++++ Supplied text ++++

Use the group() method to create a $group pipeline stage to group documents by a specified expression and output a document for each distinct grouping.

Tip

The driver includes the Accumulators class with static factory methods for each of the supported accumulators.

The following example creates a pipeline stage that groups documents by the value of the customerId field. Each group accumulates the sum and average of the values of the quantity field into the totalQuantity and averageQuantity fields.

group("$customerId", sum("totalQuantity", "$quantity"), avg("averageQuantity", "$quantity"));

Use the unwind() method to create an $unwind pipeline stage to deconstruct an array field from input documents, creating an output document for each array element.

++++ Listed records ++++

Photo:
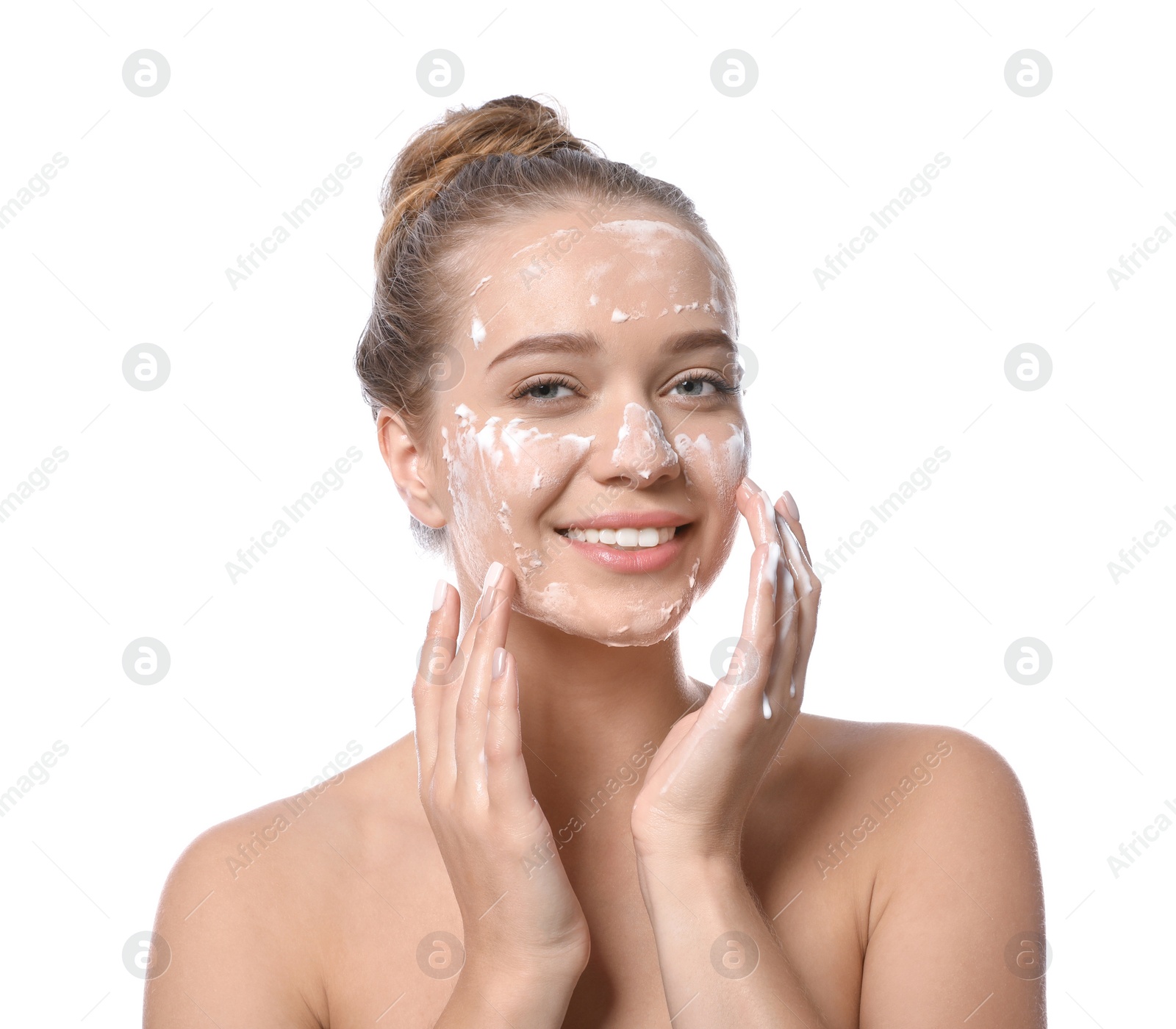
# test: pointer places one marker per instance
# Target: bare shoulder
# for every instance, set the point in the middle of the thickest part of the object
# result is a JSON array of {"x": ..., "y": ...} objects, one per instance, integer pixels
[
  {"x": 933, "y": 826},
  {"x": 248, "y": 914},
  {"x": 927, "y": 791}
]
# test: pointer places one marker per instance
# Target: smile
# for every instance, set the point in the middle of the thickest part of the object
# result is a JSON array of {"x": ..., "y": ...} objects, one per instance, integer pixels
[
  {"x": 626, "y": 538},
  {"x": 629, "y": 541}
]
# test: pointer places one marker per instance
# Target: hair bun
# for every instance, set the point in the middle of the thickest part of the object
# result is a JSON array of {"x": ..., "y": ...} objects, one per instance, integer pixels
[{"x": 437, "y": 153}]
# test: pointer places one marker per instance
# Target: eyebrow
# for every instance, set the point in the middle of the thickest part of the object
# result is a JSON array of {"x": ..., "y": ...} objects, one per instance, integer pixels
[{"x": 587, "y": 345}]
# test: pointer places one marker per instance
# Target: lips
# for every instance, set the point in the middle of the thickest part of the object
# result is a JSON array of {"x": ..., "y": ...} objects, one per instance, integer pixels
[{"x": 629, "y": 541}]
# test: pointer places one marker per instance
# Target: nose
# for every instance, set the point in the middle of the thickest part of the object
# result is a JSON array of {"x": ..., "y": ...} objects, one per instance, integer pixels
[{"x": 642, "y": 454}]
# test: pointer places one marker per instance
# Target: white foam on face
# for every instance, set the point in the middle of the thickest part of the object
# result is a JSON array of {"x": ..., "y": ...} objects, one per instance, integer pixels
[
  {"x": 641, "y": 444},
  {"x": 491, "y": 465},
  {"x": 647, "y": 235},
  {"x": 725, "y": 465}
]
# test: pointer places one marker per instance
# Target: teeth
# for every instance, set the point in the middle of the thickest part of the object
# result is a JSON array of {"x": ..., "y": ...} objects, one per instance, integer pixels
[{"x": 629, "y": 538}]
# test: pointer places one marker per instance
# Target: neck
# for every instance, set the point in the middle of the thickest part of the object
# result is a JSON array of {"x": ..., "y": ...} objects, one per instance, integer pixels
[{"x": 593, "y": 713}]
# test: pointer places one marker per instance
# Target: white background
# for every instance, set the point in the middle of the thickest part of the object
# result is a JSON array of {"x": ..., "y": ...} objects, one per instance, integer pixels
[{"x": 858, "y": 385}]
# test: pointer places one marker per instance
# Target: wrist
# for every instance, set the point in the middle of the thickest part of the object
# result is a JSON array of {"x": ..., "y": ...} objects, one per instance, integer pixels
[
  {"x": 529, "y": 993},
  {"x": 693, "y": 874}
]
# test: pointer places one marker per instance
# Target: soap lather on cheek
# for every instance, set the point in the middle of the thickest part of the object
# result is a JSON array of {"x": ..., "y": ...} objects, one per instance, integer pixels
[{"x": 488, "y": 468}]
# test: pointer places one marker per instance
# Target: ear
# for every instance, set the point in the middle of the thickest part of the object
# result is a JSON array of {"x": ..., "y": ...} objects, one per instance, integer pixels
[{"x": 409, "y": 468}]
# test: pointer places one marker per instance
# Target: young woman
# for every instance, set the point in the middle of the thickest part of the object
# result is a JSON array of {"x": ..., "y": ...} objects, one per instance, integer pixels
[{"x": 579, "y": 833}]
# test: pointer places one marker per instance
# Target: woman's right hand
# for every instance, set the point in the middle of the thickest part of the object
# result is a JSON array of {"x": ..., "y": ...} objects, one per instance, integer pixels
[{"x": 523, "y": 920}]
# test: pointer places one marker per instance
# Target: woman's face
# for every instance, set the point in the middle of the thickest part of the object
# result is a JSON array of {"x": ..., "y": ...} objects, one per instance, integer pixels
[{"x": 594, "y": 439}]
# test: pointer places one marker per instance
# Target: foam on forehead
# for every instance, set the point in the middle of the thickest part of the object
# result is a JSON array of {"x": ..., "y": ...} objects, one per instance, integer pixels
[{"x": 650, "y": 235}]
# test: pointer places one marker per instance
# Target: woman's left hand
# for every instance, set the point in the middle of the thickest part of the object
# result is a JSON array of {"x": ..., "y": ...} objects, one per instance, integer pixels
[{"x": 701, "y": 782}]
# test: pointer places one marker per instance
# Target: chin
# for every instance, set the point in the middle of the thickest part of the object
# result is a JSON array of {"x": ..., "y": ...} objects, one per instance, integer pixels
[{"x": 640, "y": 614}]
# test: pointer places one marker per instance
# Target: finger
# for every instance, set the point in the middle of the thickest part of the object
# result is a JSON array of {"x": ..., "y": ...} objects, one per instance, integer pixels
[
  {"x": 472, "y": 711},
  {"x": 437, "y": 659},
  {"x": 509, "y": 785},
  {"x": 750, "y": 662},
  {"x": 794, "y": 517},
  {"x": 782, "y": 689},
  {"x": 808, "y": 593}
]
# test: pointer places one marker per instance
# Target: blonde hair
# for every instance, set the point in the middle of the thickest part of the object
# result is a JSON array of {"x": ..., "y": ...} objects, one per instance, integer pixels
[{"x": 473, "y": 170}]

++++

• Direction A
List every document field name that appears in the aggregation passage.
• Direction B
Rewrite the part of the aggregation passage that opens with the words containing "Use the group()" and closes with "each distinct grouping.", replacing "distinct" with "unique".
The listing is not required for any of the work here.

• Worked answer A
customerId, quantity, totalQuantity, averageQuantity

• Worked answer B
Use the group() method to create a $group pipeline stage to group documents by a specified expression and output a document for each unique grouping.